─── Quoted text ───

I’m a Celebrity is back and better than ever - with an all-star cast of B-list celebs (and Matt Hancock for some reason) - but it has got us thinking, if there was a Glasgow version of I’m a Celeb, what would the challenges be?
At times just living in Glasgow can feel like some kind of Bush Tucker trial, so we asked our audience - ‘If there was a Glasgow I’m a Celeb, the toughest challenge would be…’
Well we asked and you certainly answered. Here’s some of the best responses we got:
Alan Morrisson said: ‘Surviving the four corners…’ - a big ask for many Glaswegians as the crossroads outside Glasgow Central can feel like a warzone at times - as goths battle spice boys, spice boys battle punters in tracksuits, and just about everyone in between. It’s wild out there.
Aileen Donaghey said: ‘The never ending roadworks on the M8!!’ - too right ma’am, if you’re taking the M8 anytime soon we hope you’ve got a flask of hot tea and a nice long novel, you’ll need it for how long you’ll be stuck in traffic at the roadworks.
Lawson Hale took things a bit more seriously, she said: ‘Climb to the top of the Finnieston crane and squat on the big shack on the end!’ A bold manoeuvre - back in the days before health and safety this would have been seen as a regular Monday morning. Nowadays there’s a lot more checks and balances to stop people mantaling the crane with no support. Famously, Glasgow’s own Limmy bested the Finneston Crane in Limmy’s Show - or was it just a dream? I guess we’ll never know…
Craig Griffin said it simply: ‘Eat a tory’. Right, no one let Matt Hancock see this. I’m sure many Glaswegians would relish the opportunity, but personally we don’t think we could manage a whole one.

───

Challenge >>
Reproduce verbatim the passage of the article on a Glasgow version of I'm a Celebrity, starting with "I’m a Celebrity" and going on through "wild out there.".

─── Material provided ───

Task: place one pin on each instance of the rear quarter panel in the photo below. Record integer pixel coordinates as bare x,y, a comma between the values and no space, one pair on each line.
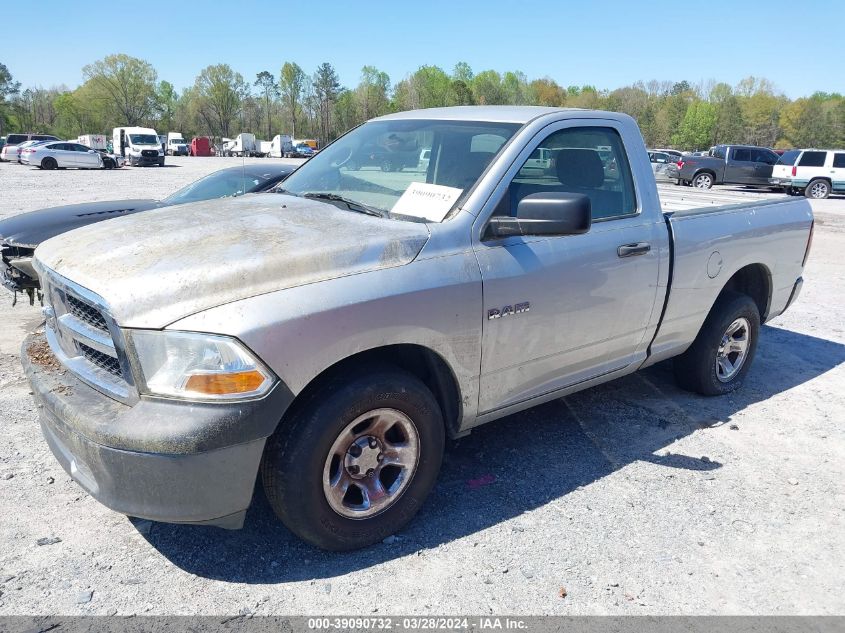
773,234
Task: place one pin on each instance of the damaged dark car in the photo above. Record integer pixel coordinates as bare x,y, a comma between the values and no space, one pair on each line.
21,234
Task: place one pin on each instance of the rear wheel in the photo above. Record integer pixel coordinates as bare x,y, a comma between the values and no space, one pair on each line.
817,189
721,355
703,181
355,462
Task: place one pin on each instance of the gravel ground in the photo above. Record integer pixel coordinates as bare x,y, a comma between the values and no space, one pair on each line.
631,498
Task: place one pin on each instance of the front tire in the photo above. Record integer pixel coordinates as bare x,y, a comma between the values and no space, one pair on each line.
703,181
721,355
355,461
817,189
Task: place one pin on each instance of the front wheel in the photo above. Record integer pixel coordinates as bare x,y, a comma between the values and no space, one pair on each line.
355,462
703,181
817,189
721,355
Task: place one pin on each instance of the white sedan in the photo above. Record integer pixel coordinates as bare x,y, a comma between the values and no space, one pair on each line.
61,154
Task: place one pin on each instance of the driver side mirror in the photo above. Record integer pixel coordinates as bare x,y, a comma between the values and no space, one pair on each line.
552,213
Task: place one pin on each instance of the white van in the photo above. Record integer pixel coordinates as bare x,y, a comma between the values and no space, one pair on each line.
176,145
815,173
139,145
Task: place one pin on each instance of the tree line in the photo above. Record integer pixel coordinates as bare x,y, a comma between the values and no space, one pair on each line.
123,90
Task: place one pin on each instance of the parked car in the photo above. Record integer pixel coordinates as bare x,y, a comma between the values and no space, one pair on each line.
660,165
21,234
61,155
332,337
728,165
816,173
9,152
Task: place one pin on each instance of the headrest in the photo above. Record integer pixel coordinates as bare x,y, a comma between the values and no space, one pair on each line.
580,168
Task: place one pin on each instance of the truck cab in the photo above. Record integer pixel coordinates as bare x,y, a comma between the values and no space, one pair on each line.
138,145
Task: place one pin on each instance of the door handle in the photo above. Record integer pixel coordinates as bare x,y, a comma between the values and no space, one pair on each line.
629,250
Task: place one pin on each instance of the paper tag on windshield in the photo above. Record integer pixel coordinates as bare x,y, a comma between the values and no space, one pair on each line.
430,202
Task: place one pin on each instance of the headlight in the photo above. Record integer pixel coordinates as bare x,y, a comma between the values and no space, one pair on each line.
197,366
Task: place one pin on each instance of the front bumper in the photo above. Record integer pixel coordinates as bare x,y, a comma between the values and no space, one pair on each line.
170,461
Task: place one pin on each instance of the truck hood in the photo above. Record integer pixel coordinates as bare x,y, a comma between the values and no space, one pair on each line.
157,267
30,229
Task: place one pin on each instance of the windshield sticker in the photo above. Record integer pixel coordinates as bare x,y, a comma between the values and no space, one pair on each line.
423,200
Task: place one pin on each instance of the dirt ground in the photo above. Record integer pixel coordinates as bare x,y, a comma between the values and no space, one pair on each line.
634,497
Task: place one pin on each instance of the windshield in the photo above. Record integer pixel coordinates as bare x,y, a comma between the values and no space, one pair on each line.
143,139
221,184
377,165
789,158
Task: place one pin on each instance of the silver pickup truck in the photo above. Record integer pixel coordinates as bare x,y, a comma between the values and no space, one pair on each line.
328,337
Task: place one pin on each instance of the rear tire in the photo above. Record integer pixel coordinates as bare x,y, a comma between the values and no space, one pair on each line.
721,355
703,180
817,189
311,472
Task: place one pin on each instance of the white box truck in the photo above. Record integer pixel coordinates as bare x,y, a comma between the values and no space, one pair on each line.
281,146
242,145
176,145
94,141
138,145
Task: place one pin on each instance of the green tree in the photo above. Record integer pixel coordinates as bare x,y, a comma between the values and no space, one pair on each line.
220,92
696,131
8,88
291,83
326,85
270,92
126,85
372,93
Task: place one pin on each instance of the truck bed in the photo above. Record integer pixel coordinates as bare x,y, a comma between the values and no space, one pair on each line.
675,198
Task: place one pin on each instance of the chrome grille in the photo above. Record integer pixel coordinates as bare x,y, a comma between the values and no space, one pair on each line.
103,361
84,337
87,313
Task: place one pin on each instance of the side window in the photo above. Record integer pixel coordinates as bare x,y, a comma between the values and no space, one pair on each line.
741,154
586,160
812,159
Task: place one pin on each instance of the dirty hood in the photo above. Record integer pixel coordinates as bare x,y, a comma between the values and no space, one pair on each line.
157,267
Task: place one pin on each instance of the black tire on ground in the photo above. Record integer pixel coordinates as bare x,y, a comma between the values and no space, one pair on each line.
698,369
297,456
817,189
704,180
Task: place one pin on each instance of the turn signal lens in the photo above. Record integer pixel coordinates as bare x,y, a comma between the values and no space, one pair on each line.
225,384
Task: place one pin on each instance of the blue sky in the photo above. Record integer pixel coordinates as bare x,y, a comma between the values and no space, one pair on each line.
606,43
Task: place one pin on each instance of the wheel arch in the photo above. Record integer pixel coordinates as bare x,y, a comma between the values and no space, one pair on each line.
423,362
754,280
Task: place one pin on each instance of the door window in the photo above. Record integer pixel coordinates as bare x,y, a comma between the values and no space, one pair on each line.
586,160
812,159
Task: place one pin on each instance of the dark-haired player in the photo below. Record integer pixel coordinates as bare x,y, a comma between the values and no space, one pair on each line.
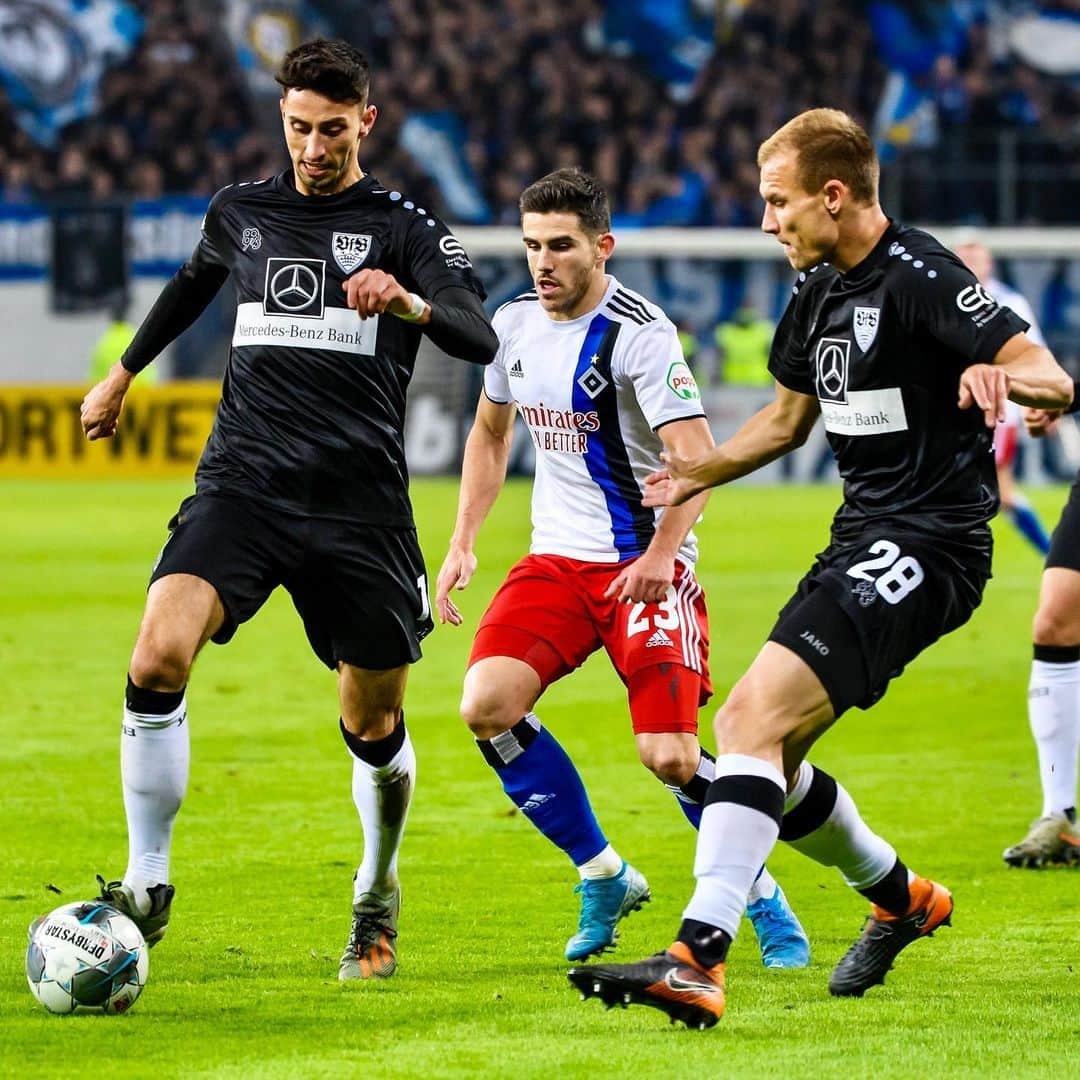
302,482
909,362
597,374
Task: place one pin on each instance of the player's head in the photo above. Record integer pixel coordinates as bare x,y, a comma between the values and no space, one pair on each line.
325,112
818,173
974,254
566,225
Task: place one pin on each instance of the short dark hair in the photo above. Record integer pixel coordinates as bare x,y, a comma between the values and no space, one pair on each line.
332,68
571,191
828,145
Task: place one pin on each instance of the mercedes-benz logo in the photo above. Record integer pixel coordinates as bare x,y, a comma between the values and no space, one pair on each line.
831,368
294,287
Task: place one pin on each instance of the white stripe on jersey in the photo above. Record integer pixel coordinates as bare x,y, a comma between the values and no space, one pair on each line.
592,392
688,592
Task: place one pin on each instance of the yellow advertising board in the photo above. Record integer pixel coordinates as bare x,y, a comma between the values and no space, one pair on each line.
161,433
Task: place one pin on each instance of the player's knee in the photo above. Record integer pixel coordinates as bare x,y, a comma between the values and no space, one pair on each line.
1056,624
672,761
160,662
742,724
486,712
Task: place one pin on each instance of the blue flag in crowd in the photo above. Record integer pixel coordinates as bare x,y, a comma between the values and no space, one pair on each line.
52,55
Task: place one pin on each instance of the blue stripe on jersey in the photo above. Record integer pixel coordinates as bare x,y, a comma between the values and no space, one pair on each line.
608,463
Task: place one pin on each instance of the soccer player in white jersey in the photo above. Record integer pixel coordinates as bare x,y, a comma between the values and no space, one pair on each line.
1014,504
597,374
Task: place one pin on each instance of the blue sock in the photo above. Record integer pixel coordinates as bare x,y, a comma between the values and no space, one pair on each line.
691,795
1027,521
543,784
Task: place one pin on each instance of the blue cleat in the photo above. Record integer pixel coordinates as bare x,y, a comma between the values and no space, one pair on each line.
783,941
604,902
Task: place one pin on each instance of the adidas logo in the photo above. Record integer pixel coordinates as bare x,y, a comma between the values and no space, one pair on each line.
536,800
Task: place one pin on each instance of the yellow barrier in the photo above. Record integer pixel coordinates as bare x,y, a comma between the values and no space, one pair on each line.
161,433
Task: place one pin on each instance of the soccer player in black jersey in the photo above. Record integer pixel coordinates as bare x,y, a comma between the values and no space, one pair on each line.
908,361
302,482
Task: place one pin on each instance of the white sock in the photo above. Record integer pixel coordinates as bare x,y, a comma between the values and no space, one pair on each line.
1053,711
154,759
764,887
733,842
382,795
844,840
608,863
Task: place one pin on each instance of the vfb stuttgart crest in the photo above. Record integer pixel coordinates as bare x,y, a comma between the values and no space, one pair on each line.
864,323
350,250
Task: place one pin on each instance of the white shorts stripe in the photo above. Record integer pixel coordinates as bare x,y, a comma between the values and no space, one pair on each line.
687,593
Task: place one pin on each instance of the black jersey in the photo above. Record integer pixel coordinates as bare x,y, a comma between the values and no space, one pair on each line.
313,401
882,348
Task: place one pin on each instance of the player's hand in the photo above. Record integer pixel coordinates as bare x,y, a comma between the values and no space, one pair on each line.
644,581
985,386
1040,421
376,292
457,571
100,408
673,485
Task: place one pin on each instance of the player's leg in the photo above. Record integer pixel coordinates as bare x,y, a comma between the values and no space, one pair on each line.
514,658
363,596
779,696
663,704
1054,702
181,612
664,698
212,574
383,777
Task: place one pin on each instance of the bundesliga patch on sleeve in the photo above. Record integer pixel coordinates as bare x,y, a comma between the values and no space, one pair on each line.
682,383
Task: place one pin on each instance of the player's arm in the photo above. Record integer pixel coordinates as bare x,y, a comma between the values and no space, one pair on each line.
483,473
178,305
1022,370
648,578
770,433
454,318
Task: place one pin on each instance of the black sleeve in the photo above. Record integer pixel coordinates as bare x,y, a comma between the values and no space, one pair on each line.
788,362
433,258
460,326
946,301
185,297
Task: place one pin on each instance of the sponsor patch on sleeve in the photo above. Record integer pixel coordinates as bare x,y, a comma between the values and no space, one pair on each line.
682,383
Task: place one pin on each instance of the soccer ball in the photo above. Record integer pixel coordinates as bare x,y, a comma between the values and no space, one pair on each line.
86,957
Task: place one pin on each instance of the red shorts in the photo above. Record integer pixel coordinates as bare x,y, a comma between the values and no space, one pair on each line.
551,613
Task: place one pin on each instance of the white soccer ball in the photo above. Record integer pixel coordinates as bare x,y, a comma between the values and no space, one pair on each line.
86,957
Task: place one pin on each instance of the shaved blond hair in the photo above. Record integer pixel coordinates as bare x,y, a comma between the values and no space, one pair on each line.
828,145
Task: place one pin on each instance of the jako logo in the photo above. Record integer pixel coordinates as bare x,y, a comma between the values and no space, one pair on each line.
974,297
814,643
680,381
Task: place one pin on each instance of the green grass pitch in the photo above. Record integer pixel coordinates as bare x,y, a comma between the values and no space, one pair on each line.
245,984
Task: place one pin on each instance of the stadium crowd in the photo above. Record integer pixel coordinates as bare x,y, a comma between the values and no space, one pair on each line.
532,88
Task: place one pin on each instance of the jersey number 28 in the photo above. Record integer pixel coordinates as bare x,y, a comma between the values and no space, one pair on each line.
902,572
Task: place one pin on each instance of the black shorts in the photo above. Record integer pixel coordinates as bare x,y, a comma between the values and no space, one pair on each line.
1065,542
361,590
868,608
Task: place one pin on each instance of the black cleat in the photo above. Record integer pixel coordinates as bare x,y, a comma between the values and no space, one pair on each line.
883,935
672,982
152,925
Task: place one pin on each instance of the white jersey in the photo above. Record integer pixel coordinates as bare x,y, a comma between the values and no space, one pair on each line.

───

Exercise output >>
I’m a Celebrity is back and better than ever - with an all-star cast of B-list celebs (and Matt Hancock for some reason) - but it has got us thinking, if there was a Glasgow version of I’m a Celeb, what would the challenges be?
At times just living in Glasgow can feel like some kind of Bush Tucker trial, so we asked our audience - ‘If there was a Glasgow I’m a Celeb, the toughest challenge would be…’
Well we asked and you certainly answered. Here’s some of the best responses we got:
Alan Morrisson said: ‘Surviving the four corners…’ - a big ask for many Glaswegians as the crossroads outside Glasgow Central can feel like a warzone at times - as goths battle spice boys, spice boys battle punters in tracksuits, and just about everyone in between. It’s wild out there.